**TASK DETAILS**
Reproduce exactly, from the data that follows, the line with "indicate the concrete", the line with "indicate the water", and every line that lies between them.

[Stored dataset items]

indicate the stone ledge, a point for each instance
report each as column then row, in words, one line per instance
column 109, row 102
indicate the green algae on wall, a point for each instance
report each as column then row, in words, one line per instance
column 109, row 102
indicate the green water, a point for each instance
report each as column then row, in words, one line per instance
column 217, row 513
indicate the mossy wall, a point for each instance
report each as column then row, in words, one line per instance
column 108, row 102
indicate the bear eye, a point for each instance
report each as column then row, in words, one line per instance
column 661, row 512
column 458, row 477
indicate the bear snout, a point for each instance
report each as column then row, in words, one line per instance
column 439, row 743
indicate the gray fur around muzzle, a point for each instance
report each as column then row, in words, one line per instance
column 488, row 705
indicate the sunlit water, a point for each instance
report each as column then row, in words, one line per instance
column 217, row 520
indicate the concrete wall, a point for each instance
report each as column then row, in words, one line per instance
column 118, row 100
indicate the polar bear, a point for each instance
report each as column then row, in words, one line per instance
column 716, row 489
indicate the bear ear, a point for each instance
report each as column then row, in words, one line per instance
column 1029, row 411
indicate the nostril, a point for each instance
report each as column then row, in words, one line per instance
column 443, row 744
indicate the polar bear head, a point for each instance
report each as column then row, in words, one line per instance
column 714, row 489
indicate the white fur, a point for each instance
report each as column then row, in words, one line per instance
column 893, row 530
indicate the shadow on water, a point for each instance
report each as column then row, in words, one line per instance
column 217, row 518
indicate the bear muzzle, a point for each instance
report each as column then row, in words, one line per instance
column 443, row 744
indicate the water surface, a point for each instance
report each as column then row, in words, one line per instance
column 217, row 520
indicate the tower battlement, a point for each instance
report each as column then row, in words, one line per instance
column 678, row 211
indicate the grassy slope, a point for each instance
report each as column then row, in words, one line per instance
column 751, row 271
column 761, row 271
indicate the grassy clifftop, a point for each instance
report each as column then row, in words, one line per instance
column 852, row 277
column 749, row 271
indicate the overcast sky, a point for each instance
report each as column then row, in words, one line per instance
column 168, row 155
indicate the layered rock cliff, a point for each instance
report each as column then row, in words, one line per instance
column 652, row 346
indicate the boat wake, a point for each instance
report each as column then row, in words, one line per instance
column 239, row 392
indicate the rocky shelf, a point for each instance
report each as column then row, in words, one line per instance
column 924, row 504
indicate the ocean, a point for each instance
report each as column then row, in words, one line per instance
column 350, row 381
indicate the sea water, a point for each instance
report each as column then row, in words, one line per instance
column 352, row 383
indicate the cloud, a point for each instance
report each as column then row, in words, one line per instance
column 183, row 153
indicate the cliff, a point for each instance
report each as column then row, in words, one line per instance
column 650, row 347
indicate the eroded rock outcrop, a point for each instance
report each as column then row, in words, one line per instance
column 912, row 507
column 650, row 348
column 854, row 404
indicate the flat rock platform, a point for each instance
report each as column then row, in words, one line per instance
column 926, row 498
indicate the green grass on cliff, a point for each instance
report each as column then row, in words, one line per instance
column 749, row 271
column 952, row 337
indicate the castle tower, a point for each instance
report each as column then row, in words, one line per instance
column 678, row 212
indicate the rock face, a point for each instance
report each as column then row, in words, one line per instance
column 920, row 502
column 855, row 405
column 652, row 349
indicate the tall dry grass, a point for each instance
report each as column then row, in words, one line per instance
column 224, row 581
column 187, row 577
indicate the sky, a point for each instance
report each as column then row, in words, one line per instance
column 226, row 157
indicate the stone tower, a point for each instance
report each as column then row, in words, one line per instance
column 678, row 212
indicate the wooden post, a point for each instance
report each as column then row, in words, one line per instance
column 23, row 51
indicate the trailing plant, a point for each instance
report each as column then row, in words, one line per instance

**ANSWER TO THE PROBLEM**
indicate the concrete wall, a point for each instance
report each as column then row, in words, one line per instance
column 118, row 100
indicate the polar bear, a point for each instance
report each as column then row, in words, one line per instance
column 716, row 489
indicate the bear ear, a point for each instance
report each as column then row, in words, one line per instance
column 1029, row 411
indicate the nostril, a point for each instance
report each as column then row, in words, one line per instance
column 443, row 744
indicate the polar bear head, a point for each instance
report each as column then row, in words, one line per instance
column 714, row 489
indicate the white fur, a point for each instance
report each as column then row, in words, one line per instance
column 893, row 530
indicate the shadow on water, a point for each instance
report each as column then row, in words, one line per instance
column 217, row 518
indicate the bear muzzle, a point for each instance
report each as column then row, in words, one line per instance
column 443, row 744
indicate the water surface, a point for each instance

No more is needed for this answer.